◆ Directions
Give back, unchanged, each line from the one containing "Practice. Pick out the curled" through the last line of the entries below.

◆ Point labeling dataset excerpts
========================================

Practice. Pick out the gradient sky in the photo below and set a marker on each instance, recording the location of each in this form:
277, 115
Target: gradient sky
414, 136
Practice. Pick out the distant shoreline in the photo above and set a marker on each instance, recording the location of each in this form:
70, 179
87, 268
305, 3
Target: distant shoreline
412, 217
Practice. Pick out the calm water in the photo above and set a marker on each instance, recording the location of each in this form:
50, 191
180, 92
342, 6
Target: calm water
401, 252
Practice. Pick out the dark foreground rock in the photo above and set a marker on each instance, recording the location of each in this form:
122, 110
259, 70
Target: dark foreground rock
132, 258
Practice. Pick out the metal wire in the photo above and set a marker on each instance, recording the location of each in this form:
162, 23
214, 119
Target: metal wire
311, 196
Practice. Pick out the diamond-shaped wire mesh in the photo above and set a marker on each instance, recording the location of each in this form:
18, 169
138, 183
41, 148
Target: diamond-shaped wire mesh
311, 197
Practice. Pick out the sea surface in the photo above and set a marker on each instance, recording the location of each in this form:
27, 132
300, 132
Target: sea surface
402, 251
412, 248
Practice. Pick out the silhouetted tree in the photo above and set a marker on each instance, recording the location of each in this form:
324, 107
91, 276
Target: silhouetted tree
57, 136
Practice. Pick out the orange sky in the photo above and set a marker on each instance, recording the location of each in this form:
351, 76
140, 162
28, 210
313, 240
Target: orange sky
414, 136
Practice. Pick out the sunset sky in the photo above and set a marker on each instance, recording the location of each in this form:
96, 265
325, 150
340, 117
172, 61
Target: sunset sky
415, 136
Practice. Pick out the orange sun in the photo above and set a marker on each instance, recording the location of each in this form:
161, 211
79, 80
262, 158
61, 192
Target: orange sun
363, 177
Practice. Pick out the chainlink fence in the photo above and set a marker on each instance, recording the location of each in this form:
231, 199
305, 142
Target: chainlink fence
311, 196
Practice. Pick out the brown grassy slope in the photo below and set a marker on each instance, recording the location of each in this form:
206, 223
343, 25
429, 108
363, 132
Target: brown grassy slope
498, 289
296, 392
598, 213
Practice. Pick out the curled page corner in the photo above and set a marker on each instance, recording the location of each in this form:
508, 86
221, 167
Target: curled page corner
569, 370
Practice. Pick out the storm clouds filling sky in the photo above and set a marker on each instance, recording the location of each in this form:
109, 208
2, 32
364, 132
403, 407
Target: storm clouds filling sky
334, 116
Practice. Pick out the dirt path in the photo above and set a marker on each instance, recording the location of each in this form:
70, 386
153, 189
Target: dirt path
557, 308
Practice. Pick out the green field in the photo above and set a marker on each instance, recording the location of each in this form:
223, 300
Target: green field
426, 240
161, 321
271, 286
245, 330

========================================

◆ Solution
Practice. Pick out the curled page corner in the photo above and set a marker on each instance, recording the location of each in this form:
508, 86
221, 167
Target: curled page corner
569, 370
Practice. Pick out the storm clouds filling sky in the photo above and set a marker on each instance, recording the location of each in this form:
109, 208
2, 32
364, 132
403, 407
Target: storm clouds filling sky
334, 116
Practice. Pick out the dirt path in the photo above and set a marker on each instance, recording the location of each in this form:
70, 386
153, 189
Target: dirt path
557, 308
Practice. Pick out the green field in the photo above and set a marker on each instance, recording the location of each in this form:
223, 300
Target: green field
426, 240
161, 321
271, 286
245, 330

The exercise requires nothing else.